(WRITTEN TASK)
Rewrite the listing below as a Markdown table with the columns "Row" and "Line," one row per line with its number, skipping blank lines and leaving out the pictures.

(GIVEN RECORDS)
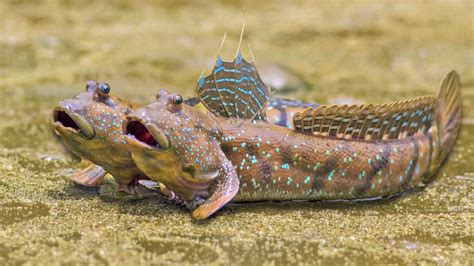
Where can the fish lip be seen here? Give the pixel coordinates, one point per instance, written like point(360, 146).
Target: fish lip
point(159, 137)
point(85, 130)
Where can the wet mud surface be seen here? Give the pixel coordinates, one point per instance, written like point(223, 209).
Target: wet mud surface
point(358, 52)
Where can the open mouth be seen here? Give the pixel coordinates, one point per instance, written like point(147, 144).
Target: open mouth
point(72, 122)
point(140, 132)
point(65, 119)
point(145, 133)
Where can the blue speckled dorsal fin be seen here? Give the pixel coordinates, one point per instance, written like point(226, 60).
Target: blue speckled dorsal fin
point(234, 89)
point(383, 121)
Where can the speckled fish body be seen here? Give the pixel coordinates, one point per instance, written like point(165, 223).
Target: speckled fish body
point(90, 125)
point(274, 163)
point(335, 152)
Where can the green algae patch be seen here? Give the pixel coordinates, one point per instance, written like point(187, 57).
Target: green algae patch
point(359, 52)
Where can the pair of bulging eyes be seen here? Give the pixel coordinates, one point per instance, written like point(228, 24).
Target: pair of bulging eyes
point(103, 89)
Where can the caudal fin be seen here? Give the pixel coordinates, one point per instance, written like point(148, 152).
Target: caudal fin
point(448, 113)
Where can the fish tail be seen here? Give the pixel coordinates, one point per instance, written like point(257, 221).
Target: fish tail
point(448, 114)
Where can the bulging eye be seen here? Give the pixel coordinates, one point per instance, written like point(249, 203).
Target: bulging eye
point(177, 99)
point(105, 88)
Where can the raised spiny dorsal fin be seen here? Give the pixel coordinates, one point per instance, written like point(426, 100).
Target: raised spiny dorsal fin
point(234, 89)
point(383, 121)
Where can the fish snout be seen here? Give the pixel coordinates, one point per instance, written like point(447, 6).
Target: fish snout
point(67, 117)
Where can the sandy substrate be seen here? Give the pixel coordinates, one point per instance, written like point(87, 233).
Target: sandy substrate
point(363, 51)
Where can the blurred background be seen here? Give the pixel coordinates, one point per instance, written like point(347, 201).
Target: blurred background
point(328, 51)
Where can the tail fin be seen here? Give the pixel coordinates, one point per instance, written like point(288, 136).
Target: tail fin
point(448, 113)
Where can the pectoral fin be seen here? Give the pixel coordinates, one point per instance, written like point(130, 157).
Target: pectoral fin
point(91, 176)
point(226, 188)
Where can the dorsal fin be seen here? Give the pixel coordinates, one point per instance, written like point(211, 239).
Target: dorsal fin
point(383, 121)
point(234, 89)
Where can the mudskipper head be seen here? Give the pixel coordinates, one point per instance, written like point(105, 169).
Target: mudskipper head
point(173, 143)
point(90, 125)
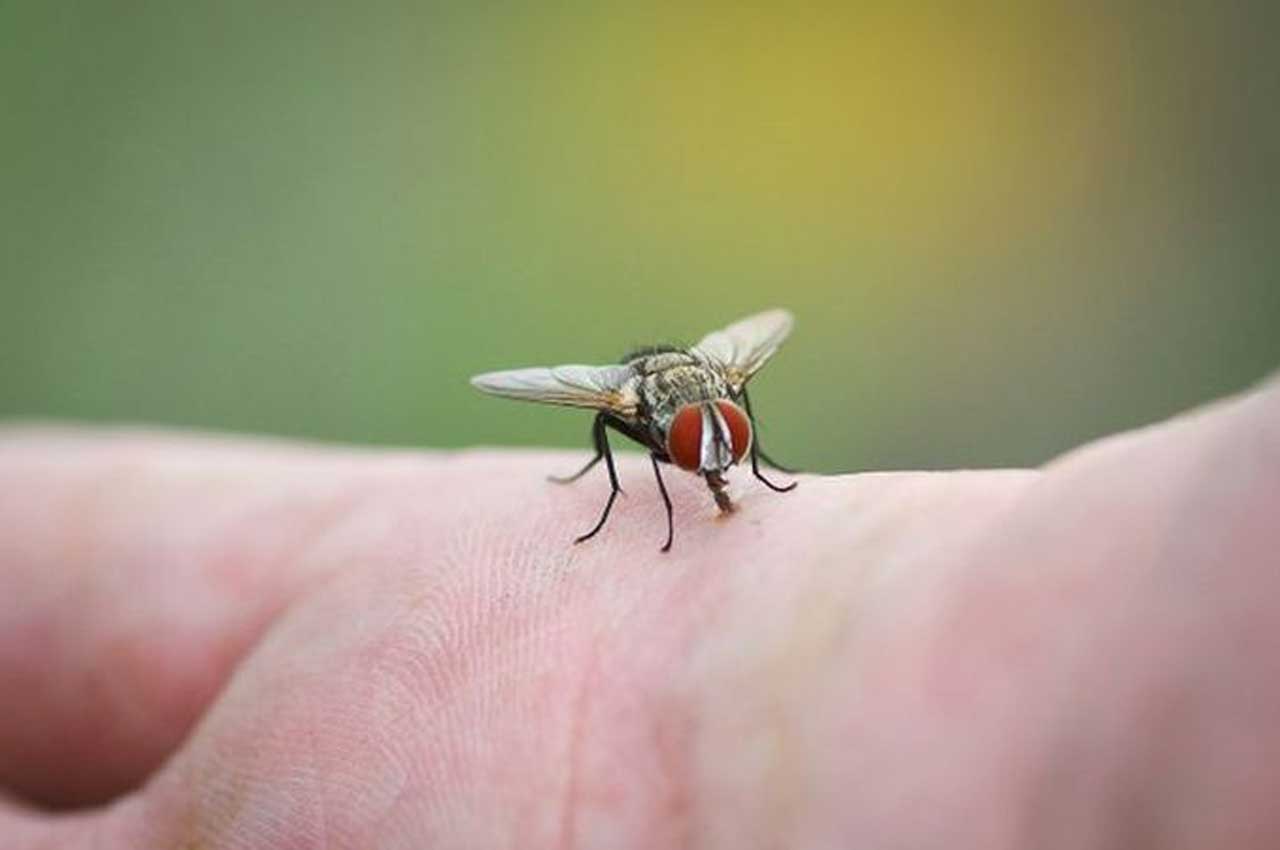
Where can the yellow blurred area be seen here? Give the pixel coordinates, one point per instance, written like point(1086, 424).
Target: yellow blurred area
point(1004, 229)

(RESULT FOR THIS EXERCISE)
| Row | Line |
|---|---|
| 1 | Where can the fish lip be seen here? Give the pixel coordinates, one point per instance, written like point(360, 146). |
| 2 | Target: fish lip |
| 3 | point(159, 137) |
| 4 | point(85, 130) |
| 5 | Where can the wet mud surface be seen here? Give the pixel coordinates, one point per instance, written like point(223, 209). |
| 6 | Target: wet mud surface |
| 7 | point(358, 52) |
| 8 | Where can the open mouth be seen here? Give the pixel coordinates, one point per instance, written like point(147, 144). |
| 9 | Target: open mouth |
| 10 | point(72, 122) |
| 11 | point(140, 132) |
| 12 | point(65, 119) |
| 13 | point(145, 133) |
| 14 | Where can the blue speckled dorsal fin be seen here? Give the pixel coordinates, one point per instance, written like point(226, 60). |
| 15 | Target: blue speckled dorsal fin |
| 16 | point(234, 89) |
| 17 | point(383, 121) |
| 18 | Where can the speckled fish body be seen here? Give the pixel coordinates, one point per instance, written like point(165, 223). |
| 19 | Target: speckled fish body |
| 20 | point(90, 125) |
| 21 | point(274, 163) |
| 22 | point(335, 152) |
| 23 | Where can the green algae patch be seen here? Give the pixel coordinates, one point per instance, written like point(187, 57). |
| 24 | Target: green algae patch |
| 25 | point(359, 52) |
| 26 | Where can the pair of bulging eyes be seen here? Give the pixel coordinates, one point per instance, written like point(228, 24). |
| 27 | Target: pair of bulging eyes |
| 28 | point(103, 89) |
| 29 | Where can the caudal fin be seen here? Give the pixel coordinates, one point per instance, written like point(148, 152). |
| 30 | Target: caudal fin |
| 31 | point(448, 113) |
| 32 | Where can the fish tail be seen here? Give the pixel coordinates, one point per instance, written like point(257, 221). |
| 33 | Target: fish tail |
| 34 | point(448, 114) |
| 35 | Where can the bulging eye be seen here? Give the pixel coordinates, one point per instance, written like point(249, 203). |
| 36 | Target: bulging eye |
| 37 | point(177, 99) |
| 38 | point(105, 88) |
| 39 | Where can the raised spiny dorsal fin be seen here? Give the pixel coordinates, one point per instance, written like point(426, 100). |
| 40 | Target: raised spiny dorsal fin |
| 41 | point(234, 89) |
| 42 | point(383, 121) |
| 43 | Where can the fish snout be seen here? Give the pixel coordinates, one point per instance, written like point(447, 6). |
| 44 | Target: fish snout |
| 45 | point(67, 117) |
| 46 | Where can the sandy substrate be seen here? Give the pixel coordinates, one point per instance, written like point(87, 233). |
| 47 | Target: sandy substrate |
| 48 | point(363, 51) |
| 49 | Where can the blurred background be seen here? Give the pixel coordinates, one point per instance, written like point(347, 201). |
| 50 | Target: blurred background |
| 51 | point(328, 51) |
| 52 | Where can the tail fin be seen here? Give the pixel coordinates, one point per instance, written like point(288, 136). |
| 53 | Target: tail fin |
| 54 | point(448, 113) |
| 55 | Where can the pectoral fin be seen here? Give the pixel coordinates, one point per instance, written like point(130, 157). |
| 56 | Target: pectoral fin |
| 57 | point(91, 176) |
| 58 | point(226, 188) |
| 59 | Where can the dorsal fin be seen here? Give the pixel coordinates, one point per instance, written like point(211, 239). |
| 60 | Target: dorsal fin |
| 61 | point(383, 121) |
| 62 | point(234, 89) |
| 63 | Where can the mudskipper head be seen here? Give the pixel coordinates, one point per instance, written like point(105, 169). |
| 64 | Target: mudskipper head |
| 65 | point(173, 143) |
| 66 | point(90, 125) |
| 67 | Where can the yellow blurred area be seen here? Give the pixel coordinates, one point per instance, written like point(1086, 424). |
| 68 | Target: yellow blurred area |
| 69 | point(1004, 229) |